Dataset excerpts:
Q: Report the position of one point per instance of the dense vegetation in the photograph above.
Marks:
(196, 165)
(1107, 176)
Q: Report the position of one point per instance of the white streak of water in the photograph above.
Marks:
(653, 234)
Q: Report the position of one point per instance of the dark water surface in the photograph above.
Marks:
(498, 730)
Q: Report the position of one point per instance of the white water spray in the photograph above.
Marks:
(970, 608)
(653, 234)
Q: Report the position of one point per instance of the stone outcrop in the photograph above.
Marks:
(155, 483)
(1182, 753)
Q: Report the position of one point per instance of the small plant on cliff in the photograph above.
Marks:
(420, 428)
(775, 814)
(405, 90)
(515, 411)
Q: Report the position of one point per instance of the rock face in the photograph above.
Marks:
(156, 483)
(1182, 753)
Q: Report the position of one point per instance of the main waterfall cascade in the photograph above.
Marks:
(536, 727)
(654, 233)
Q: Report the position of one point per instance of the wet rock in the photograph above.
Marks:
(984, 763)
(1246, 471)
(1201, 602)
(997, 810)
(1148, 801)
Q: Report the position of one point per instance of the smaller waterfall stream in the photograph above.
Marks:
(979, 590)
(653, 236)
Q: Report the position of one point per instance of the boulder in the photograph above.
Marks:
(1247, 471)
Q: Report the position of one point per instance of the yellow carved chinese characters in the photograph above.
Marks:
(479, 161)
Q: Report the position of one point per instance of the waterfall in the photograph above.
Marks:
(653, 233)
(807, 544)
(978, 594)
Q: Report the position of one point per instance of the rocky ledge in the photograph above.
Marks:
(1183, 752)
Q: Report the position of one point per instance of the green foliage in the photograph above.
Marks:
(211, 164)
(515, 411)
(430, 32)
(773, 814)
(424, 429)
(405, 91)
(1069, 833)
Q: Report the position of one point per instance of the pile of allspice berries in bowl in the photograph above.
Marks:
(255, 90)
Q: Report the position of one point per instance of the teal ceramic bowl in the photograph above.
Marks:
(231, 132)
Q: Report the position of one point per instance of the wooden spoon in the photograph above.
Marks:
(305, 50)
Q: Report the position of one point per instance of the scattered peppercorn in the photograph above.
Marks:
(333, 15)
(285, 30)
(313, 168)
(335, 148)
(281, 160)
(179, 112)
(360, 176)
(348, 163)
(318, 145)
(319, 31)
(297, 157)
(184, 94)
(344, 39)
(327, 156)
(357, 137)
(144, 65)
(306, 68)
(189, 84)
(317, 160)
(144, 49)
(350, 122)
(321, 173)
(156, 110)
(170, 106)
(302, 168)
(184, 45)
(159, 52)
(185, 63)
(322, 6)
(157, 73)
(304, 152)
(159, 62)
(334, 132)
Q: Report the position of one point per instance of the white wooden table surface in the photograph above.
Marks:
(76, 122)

The problem: Your task is to reproduce the records in full, without any alteration.

Answer box:
Q: Report the position of one point per instance of the dense vegetation in the photograph above.
Marks:
(196, 165)
(1107, 176)
Q: Report the position of one point per instance of the white streak of water in the photograph above.
Marks:
(653, 234)
Q: Report the position of one point per instance of the dark water surface in the photograph above.
Marks:
(498, 730)
Q: Report the position of one point per instance of the white water spray in the photograph above.
Marks:
(970, 608)
(653, 234)
Q: Report the position of one point per instance of the stone outcrop in the photograph above.
Marks:
(155, 483)
(1182, 753)
Q: Report the position of one point per instance of the small plant on cliff in the photograph above.
Marks:
(420, 428)
(775, 814)
(405, 90)
(515, 411)
Q: Report the position of one point per instance of the rock face in the photograph above.
Marks:
(156, 483)
(1182, 753)
Q: Report the position of one point per instance of the main waterfall cascade in the photograph above.
Marks:
(536, 727)
(654, 233)
Q: Report the position of one point per instance of the wet rock in the photograph above.
Marks:
(984, 763)
(1246, 471)
(1201, 602)
(997, 810)
(1148, 801)
Q: Report the position of one point per instance of the smaller waterfall stream in the photograph above.
Marks:
(979, 590)
(653, 236)
Q: Report the position of one point per instance of the boulder in the photograph above.
Marks:
(1247, 471)
Q: Report the position of one point per instance of the yellow carved chinese characters in the photograph above.
Marks:
(479, 161)
Q: Report the position of one point per instance of the waterfall in the photograph above.
Marks:
(653, 233)
(807, 544)
(978, 594)
Q: Report the position of one point per instance of the rocky ledge in the photograph above.
Marks:
(1183, 752)
Q: Report the position of one point per instance of the green foliage in the photograph above.
Marks:
(211, 164)
(515, 411)
(430, 32)
(773, 814)
(424, 429)
(405, 91)
(1069, 833)
Q: Report the position of one point per instance of the pile of allspice berries in bowl in the photograph above.
Marks:
(255, 90)
Q: Report the position of one point per instance of the teal ceramic bowl in the photograph above.
Marks:
(231, 132)
Q: Report the position of one point per instance of the wooden spoon in the photograph above.
Marks:
(305, 50)
Q: Report the position of one point per instance of the scattered peppercorn in the photograph above.
Marks:
(333, 15)
(285, 30)
(313, 168)
(335, 148)
(281, 160)
(179, 112)
(360, 176)
(348, 163)
(318, 145)
(319, 31)
(297, 157)
(184, 94)
(344, 39)
(327, 156)
(357, 137)
(144, 65)
(306, 68)
(189, 84)
(317, 160)
(144, 49)
(350, 122)
(321, 173)
(156, 110)
(170, 106)
(302, 168)
(184, 45)
(159, 52)
(185, 63)
(322, 6)
(157, 73)
(304, 152)
(159, 62)
(334, 132)
Q: Report the position of one point per instance of the white wooden table surface in the photograph above.
Marks:
(76, 122)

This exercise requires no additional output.